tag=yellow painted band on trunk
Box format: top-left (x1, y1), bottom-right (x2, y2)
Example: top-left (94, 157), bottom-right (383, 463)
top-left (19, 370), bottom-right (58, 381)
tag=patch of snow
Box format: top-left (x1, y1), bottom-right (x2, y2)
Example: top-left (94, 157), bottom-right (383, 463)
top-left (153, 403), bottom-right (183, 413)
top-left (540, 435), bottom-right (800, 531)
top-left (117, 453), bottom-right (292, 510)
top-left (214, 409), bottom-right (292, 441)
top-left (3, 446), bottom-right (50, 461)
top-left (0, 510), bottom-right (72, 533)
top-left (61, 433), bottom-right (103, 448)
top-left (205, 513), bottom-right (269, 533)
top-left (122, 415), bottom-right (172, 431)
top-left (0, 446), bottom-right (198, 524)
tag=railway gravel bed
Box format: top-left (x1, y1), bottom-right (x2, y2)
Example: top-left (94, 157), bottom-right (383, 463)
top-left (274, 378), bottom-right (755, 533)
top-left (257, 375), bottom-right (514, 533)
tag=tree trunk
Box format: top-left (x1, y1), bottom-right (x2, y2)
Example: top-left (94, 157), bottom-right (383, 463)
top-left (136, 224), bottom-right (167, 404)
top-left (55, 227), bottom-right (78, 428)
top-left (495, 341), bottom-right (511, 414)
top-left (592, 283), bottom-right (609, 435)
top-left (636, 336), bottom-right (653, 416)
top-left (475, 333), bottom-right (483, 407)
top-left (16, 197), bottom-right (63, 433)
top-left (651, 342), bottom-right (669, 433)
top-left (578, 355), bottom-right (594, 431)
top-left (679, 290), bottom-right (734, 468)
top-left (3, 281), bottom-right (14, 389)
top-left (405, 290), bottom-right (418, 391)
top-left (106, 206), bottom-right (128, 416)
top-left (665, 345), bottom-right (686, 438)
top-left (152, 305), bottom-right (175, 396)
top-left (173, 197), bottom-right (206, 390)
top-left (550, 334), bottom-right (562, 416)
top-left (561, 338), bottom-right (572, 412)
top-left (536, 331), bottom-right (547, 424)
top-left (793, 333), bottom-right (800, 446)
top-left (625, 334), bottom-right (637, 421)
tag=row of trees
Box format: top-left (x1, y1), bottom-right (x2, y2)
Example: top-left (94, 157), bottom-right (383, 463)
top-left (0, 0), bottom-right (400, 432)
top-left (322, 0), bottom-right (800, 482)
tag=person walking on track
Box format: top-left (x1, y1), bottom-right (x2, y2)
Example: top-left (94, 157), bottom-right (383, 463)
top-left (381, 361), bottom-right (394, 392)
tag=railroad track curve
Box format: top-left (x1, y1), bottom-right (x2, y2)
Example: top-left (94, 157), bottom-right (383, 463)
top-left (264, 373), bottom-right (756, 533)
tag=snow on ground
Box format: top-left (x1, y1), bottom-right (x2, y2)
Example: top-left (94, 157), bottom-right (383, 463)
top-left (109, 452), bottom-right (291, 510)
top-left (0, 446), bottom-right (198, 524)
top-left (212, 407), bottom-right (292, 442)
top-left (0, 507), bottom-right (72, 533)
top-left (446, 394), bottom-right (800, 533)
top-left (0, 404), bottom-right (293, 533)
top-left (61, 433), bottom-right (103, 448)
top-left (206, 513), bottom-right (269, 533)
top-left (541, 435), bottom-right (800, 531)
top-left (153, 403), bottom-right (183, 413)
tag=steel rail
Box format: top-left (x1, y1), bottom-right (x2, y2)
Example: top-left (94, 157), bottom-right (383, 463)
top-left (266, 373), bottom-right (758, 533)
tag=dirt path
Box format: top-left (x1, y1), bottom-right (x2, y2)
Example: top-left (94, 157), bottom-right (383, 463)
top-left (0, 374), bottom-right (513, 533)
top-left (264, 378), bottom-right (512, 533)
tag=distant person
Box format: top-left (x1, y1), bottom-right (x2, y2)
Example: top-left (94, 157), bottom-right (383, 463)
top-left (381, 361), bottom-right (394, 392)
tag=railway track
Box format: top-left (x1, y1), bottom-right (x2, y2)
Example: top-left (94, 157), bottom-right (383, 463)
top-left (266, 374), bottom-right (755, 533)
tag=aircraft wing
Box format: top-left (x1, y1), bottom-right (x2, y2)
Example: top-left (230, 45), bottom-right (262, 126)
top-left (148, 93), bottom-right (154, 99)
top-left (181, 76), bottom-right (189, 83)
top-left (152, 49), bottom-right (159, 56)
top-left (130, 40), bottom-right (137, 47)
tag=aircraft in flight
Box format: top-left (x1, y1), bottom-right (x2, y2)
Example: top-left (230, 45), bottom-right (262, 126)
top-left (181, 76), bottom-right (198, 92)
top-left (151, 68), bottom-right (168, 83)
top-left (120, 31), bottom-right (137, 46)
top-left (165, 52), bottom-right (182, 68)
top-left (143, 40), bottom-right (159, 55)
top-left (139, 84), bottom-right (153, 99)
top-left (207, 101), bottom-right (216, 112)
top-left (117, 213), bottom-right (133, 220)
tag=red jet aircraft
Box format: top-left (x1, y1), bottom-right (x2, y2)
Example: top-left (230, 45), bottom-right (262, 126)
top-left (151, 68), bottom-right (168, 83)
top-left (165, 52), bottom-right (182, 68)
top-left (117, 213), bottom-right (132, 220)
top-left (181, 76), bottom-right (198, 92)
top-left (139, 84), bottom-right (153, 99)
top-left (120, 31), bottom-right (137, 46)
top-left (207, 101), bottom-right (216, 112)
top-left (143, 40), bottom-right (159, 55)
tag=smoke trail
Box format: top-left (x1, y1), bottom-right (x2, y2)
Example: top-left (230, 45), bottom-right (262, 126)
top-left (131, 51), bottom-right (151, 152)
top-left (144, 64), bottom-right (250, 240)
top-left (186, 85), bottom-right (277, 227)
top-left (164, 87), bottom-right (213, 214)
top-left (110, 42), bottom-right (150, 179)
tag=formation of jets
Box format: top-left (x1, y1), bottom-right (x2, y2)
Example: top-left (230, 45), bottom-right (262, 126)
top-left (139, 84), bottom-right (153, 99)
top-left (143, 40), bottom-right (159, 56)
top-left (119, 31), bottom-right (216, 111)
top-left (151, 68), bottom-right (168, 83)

★ ★ ★ ★ ★ ★ ★

Task statement = Reproduce the rows from the line containing "tag=patch of snow" down to the line containing "top-left (3, 446), bottom-right (50, 461)", renaming "Example" to "Sample" and leaving everything else unchanged.

Reply =
tag=patch of snow
Box format: top-left (x1, y1), bottom-right (x2, y2)
Sample: top-left (94, 157), bottom-right (383, 463)
top-left (153, 403), bottom-right (183, 413)
top-left (540, 435), bottom-right (800, 531)
top-left (117, 453), bottom-right (292, 510)
top-left (214, 409), bottom-right (292, 441)
top-left (3, 446), bottom-right (50, 461)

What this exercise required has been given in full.